OverOps' Error analysis screen provides a powerful mechanism to get to the root cause of errors and exceptions in production and staging environments. The screen is divided into a number of sections, each providing information about the error to create a complete picture of the cause and impact of the error.
The main components in this screen include:
The Error Analysis screen
This pane provides you with important details relating to the impact of this error on your application(s). It is divided into two areas: the analytics pane and chart.
The analytics pane shows you the exact type of error, when it began and how many times its and out of how many calls. The analytics chart shows you the volume of the error over the course of the selected timeframe (e.g. last hour,day, week,..). You can also filter the chart to shows the volume in specific applications or servers.
You can click the JVM or Server labels to directly to see the volume of the error on specifically on that machine or application. You can also hover over the occurrences label to see the number of times this error has occurred and out of how many calls into the method containing it.

......

▶ [YOUR TASKS]
• a. Answer these questions about the page on the Error Analysis screen:
(i) In which two environments does the screen help find the root cause of errors and exceptions?
(ii) Into which two areas is the impact pane divided?
(iii) What can you hover over to see how many times the error has occurred?
• b. Rewrite the part of the page on the Error Analysis screen that opens with the words containing "OverOps' Error analysis" and closes with "applications or servers.", replacing "sections" with "panels".

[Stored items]
......

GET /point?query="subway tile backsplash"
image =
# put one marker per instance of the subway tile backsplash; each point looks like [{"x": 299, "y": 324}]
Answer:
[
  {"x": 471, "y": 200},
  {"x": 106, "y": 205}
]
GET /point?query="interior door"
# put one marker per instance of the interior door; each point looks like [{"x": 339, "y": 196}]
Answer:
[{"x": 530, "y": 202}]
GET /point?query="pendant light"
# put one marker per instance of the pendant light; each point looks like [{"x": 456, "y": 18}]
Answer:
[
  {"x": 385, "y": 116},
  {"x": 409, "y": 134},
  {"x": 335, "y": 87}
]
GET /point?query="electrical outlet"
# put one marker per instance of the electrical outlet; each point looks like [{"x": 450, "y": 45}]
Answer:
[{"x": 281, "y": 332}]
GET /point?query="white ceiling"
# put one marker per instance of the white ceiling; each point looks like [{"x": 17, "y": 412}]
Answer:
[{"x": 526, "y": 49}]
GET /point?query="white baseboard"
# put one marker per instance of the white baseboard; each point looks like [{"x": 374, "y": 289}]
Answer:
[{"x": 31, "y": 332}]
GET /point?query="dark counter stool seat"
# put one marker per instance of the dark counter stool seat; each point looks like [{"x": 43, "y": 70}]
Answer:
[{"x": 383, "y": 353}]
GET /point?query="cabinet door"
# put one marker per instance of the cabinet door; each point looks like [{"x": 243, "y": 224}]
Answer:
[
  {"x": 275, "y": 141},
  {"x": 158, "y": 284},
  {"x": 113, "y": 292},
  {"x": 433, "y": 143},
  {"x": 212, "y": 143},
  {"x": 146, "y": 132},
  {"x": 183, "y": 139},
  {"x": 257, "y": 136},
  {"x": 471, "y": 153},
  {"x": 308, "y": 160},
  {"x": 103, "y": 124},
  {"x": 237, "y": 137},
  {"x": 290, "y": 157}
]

......

▶ [EXERCISE SOLUTIONS]
• a.
(i) Production and staging environments.
(ii) The analytics pane and the chart.
(iii) The occurrences label.

• b.
OverOps' Error analysis screen provides a powerful mechanism to get to the root cause of errors and exceptions in production and staging environments. The screen is divided into a number of panels, each providing information about the error to create a complete picture of the cause and impact of the error.
The main components in this screen include:
The Error Analysis screen
This pane provides you with important details relating to the impact of this error on your application(s). It is divided into two areas: the analytics pane and chart.
The analytics pane shows you the exact type of error, when it began and how many times its and out of how many calls. The analytics chart shows you the volume of the error over the course of the selected timeframe (e.g. last hour,day, week,..). You can also filter the chart to shows the volume in specific applications or servers.